EXERCISE: In the data below, copy again every line starting with the line that contains "Return one point per instance of the wall" and going on through the line that contains "pixel 337 45", both included. Leave out the pictures.

INPUT DATA:
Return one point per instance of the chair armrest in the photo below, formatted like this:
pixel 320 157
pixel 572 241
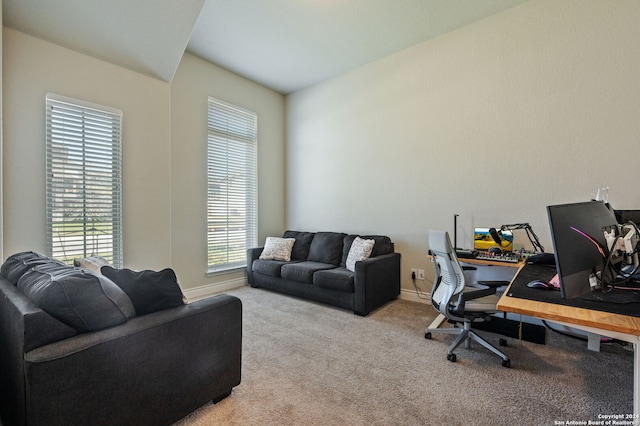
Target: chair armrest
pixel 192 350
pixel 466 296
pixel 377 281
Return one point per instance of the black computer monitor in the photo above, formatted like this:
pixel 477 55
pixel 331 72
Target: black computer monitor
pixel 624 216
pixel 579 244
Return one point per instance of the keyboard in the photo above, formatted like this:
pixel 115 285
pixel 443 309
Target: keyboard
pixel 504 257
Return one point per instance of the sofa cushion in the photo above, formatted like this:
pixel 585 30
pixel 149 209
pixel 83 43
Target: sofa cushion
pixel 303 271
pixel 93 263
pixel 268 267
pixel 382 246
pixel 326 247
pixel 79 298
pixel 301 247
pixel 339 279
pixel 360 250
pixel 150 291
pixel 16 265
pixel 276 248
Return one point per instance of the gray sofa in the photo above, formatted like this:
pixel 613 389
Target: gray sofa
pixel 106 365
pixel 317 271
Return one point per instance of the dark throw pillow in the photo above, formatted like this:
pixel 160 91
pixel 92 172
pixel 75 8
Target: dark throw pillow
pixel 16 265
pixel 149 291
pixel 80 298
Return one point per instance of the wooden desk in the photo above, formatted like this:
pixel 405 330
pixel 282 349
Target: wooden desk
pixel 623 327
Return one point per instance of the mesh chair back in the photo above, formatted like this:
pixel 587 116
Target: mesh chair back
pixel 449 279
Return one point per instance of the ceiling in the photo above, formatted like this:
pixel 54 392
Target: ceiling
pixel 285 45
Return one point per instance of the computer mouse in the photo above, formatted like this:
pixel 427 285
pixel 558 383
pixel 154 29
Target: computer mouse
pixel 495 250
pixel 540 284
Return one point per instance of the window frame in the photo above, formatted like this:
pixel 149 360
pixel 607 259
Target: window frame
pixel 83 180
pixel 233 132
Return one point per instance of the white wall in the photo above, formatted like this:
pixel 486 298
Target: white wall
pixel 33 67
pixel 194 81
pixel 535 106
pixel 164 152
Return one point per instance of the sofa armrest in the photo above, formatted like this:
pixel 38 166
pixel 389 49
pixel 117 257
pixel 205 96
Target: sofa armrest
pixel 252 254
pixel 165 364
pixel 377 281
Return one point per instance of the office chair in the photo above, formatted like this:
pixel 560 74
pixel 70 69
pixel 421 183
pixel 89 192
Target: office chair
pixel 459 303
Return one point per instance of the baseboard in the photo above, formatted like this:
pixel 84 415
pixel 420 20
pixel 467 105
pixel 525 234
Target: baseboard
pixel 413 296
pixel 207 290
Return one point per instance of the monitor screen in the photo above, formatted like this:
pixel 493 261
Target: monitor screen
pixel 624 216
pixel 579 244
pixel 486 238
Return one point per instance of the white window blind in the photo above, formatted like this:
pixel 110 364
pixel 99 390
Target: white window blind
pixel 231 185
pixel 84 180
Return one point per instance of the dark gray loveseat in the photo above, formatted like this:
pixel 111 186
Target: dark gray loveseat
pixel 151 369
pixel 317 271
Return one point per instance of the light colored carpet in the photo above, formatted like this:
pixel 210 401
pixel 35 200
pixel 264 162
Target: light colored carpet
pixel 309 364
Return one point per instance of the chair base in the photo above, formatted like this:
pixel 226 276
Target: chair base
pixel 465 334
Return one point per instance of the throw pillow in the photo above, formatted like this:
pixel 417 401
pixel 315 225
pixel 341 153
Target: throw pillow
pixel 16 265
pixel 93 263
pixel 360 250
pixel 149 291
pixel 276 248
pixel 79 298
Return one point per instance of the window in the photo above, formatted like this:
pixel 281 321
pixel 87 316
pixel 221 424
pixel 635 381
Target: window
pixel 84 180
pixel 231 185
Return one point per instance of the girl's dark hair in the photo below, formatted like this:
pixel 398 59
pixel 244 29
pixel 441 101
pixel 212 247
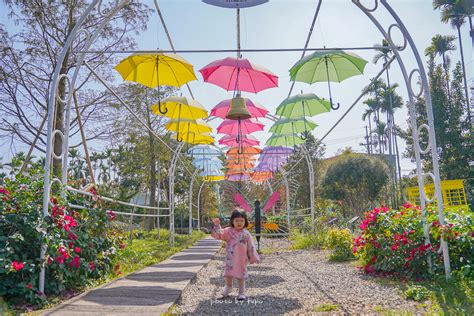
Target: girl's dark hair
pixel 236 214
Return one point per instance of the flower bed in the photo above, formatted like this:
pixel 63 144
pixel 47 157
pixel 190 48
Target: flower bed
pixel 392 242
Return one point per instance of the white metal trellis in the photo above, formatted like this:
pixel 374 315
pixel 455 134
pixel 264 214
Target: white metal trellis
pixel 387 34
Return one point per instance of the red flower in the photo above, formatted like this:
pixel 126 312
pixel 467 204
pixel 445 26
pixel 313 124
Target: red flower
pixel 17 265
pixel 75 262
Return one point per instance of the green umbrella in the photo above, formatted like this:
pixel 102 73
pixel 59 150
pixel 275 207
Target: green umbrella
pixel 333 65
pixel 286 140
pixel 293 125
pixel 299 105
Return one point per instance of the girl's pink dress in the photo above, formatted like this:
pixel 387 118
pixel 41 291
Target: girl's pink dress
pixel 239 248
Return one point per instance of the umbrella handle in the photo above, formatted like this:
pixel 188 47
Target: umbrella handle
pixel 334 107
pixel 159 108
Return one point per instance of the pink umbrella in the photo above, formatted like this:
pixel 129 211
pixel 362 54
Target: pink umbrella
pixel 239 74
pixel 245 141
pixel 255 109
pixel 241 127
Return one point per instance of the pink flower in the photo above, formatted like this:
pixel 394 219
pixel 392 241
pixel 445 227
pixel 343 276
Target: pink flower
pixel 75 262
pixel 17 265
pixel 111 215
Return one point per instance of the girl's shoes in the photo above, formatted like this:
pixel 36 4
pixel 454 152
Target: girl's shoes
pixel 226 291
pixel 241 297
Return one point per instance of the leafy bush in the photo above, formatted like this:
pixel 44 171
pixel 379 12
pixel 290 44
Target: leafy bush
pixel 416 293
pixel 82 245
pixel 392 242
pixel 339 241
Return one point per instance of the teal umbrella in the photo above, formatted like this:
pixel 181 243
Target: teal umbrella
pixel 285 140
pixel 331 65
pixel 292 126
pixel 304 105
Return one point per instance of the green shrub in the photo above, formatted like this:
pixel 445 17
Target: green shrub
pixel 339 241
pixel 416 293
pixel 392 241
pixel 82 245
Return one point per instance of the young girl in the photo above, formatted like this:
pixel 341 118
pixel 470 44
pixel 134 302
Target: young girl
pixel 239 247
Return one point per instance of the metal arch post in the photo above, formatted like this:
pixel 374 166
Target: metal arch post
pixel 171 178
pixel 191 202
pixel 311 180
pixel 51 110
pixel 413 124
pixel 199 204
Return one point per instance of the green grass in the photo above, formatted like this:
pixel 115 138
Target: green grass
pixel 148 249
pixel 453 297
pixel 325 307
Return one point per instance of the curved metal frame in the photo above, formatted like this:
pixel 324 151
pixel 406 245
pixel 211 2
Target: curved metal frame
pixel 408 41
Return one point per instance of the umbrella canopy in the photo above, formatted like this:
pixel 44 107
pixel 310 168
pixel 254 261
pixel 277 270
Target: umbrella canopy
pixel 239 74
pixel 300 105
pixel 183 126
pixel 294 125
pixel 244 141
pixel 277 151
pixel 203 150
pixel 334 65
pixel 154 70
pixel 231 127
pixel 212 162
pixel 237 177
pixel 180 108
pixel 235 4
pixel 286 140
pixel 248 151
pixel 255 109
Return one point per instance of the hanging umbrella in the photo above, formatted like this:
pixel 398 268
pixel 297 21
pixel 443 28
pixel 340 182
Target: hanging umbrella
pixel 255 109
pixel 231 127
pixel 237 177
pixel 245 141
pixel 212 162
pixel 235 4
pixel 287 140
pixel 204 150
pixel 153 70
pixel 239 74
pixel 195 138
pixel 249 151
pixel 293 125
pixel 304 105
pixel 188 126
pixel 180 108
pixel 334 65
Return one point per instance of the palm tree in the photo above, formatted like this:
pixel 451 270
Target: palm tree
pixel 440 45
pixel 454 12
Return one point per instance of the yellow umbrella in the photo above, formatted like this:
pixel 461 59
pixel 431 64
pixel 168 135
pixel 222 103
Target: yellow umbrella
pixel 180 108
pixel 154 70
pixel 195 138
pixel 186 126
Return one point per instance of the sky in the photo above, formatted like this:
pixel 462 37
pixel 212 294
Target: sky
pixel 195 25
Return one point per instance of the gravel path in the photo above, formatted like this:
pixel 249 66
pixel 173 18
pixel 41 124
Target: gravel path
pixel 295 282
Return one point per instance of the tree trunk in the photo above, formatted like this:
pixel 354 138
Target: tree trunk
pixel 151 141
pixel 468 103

==

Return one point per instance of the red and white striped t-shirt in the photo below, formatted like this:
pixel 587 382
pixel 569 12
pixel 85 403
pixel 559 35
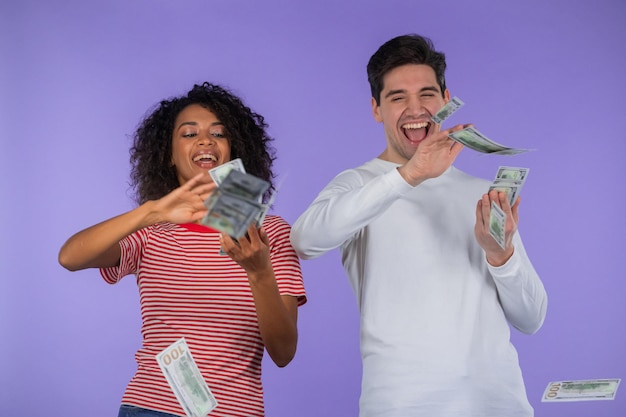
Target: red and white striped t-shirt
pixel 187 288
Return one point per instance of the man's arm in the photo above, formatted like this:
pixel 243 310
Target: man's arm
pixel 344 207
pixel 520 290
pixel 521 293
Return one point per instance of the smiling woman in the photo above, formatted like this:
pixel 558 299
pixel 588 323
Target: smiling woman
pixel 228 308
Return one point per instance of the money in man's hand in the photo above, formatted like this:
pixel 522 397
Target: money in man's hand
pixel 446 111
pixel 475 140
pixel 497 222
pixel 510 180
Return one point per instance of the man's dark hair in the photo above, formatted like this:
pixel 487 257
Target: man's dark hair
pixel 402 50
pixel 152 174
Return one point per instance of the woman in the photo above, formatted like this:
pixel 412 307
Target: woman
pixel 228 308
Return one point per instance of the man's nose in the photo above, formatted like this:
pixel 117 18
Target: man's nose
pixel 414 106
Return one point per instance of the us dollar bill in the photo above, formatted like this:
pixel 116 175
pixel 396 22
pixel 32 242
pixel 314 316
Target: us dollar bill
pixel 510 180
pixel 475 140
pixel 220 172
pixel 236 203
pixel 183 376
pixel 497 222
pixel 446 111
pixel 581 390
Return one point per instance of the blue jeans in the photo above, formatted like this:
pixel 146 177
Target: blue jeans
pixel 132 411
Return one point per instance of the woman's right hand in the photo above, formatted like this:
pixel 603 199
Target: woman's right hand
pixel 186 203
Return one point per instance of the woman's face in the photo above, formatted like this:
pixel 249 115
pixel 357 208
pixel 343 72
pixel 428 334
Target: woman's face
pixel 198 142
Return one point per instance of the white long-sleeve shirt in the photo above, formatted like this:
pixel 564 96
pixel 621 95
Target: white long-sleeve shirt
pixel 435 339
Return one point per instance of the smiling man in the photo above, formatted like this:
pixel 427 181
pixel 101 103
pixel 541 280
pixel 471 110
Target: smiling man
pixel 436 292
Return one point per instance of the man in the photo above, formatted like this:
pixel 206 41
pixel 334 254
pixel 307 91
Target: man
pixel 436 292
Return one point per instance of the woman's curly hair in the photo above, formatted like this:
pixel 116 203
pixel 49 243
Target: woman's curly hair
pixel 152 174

---

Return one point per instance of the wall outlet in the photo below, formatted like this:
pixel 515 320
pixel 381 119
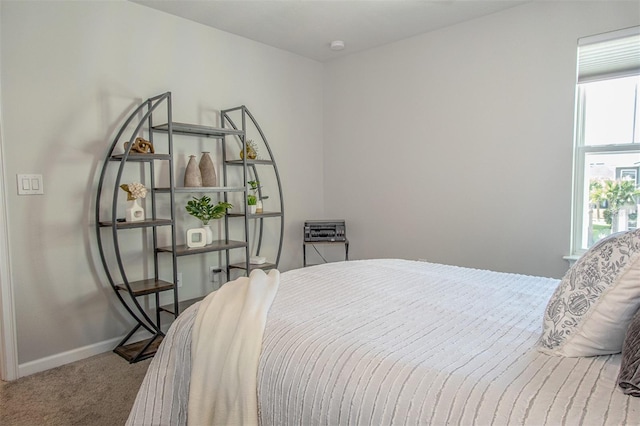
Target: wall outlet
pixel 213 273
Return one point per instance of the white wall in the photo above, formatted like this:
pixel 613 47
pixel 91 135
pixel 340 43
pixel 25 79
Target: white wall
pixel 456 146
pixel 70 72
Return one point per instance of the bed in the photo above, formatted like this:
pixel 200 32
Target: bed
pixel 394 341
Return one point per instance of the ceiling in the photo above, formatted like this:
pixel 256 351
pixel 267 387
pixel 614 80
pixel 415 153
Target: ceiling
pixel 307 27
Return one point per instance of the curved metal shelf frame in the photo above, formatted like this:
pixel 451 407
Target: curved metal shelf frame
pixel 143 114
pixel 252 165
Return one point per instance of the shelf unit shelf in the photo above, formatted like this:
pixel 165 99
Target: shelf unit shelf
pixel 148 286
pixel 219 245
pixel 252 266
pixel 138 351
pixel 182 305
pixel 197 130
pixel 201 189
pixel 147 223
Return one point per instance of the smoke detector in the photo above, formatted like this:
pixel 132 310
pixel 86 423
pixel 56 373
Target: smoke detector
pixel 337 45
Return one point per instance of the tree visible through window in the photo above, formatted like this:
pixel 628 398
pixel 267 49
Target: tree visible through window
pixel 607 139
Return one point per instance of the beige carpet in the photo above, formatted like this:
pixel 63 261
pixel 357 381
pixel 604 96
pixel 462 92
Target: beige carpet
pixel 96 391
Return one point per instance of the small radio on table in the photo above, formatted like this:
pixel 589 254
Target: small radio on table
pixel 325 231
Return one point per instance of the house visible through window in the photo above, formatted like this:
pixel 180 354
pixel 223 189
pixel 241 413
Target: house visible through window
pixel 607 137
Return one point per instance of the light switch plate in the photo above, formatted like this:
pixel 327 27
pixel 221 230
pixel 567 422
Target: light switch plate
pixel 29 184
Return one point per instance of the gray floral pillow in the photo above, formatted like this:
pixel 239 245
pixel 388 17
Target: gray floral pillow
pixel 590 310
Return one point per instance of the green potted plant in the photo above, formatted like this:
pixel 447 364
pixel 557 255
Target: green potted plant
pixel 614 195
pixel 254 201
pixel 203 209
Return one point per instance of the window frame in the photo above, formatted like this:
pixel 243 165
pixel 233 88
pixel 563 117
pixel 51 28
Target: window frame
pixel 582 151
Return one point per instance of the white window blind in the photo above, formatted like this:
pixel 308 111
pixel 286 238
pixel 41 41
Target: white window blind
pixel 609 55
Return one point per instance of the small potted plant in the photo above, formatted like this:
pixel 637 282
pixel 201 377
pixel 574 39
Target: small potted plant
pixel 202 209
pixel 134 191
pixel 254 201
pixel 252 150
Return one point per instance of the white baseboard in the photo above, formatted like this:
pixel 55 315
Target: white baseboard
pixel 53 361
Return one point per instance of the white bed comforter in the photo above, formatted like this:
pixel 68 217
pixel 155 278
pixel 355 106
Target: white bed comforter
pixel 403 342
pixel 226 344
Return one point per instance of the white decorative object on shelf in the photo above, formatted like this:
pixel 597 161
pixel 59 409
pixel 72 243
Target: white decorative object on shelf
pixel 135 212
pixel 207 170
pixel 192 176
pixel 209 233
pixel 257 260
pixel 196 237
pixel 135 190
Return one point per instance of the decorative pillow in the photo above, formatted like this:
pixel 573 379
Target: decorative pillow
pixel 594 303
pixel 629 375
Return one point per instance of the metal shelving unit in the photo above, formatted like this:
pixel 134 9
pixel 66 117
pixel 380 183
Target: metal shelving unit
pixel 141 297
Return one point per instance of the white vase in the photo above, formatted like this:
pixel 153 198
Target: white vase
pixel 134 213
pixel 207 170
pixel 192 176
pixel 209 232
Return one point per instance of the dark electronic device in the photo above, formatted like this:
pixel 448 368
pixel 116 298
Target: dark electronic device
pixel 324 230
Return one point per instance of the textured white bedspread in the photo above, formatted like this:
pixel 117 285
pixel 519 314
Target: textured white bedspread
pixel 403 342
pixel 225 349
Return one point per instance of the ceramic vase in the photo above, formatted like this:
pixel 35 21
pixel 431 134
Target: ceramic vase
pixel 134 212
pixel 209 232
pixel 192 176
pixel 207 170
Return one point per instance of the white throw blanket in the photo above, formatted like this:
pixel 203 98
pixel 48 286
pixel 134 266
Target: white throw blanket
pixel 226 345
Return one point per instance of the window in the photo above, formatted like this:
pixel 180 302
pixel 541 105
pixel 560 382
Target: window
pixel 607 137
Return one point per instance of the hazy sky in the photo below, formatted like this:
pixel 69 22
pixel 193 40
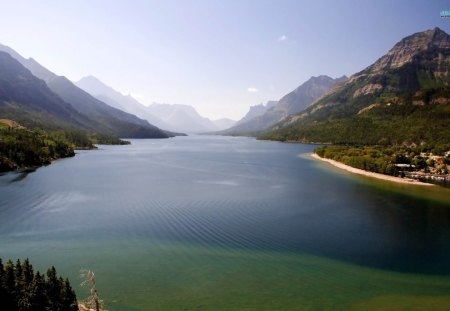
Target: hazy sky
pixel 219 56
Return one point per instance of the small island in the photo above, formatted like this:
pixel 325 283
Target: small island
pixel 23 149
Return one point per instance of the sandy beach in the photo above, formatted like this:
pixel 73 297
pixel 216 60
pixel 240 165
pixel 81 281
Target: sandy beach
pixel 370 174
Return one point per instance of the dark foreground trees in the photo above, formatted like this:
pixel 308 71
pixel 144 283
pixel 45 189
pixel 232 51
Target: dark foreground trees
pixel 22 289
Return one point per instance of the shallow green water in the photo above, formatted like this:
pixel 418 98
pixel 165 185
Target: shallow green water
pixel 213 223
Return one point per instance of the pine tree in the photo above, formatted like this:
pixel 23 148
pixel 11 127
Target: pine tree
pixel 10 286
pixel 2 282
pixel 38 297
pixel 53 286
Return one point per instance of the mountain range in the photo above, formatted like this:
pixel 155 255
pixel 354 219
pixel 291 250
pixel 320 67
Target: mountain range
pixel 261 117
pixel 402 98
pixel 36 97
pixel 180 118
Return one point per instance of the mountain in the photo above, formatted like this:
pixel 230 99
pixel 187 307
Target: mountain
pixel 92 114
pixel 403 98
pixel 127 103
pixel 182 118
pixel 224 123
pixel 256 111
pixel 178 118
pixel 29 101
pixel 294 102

RESPONSE TO THE EXERCISE:
Return one point per instance of the wall outlet in the photo below, formatted like this:
pixel 515 320
pixel 381 119
Target: wall outlet
pixel 213 273
Return one point per instance of the white wall in the photo above, formatted like this:
pixel 613 47
pixel 91 135
pixel 340 43
pixel 25 79
Target: white wall
pixel 456 146
pixel 70 72
Return one point per instance of the bed in the photo above, formatted like this:
pixel 200 32
Target: bed
pixel 394 341
Return one point per instance of the ceiling in the photo above, formatted like this:
pixel 256 351
pixel 267 387
pixel 614 80
pixel 415 153
Target: ceiling
pixel 307 27
Return one point per instance of the curved metal shelf frame in the photo above, formatted like this:
pixel 451 407
Target: curved metal shelf frame
pixel 143 114
pixel 252 165
Return one point per instance of the shelf unit shelf in the photo above, formatted like this:
pixel 165 99
Target: shelf unit shelf
pixel 148 286
pixel 219 245
pixel 252 266
pixel 138 351
pixel 182 305
pixel 197 130
pixel 201 189
pixel 147 223
Return one point per instance of the smoke detector in the photo above, formatted like this:
pixel 132 310
pixel 86 423
pixel 56 373
Target: smoke detector
pixel 337 45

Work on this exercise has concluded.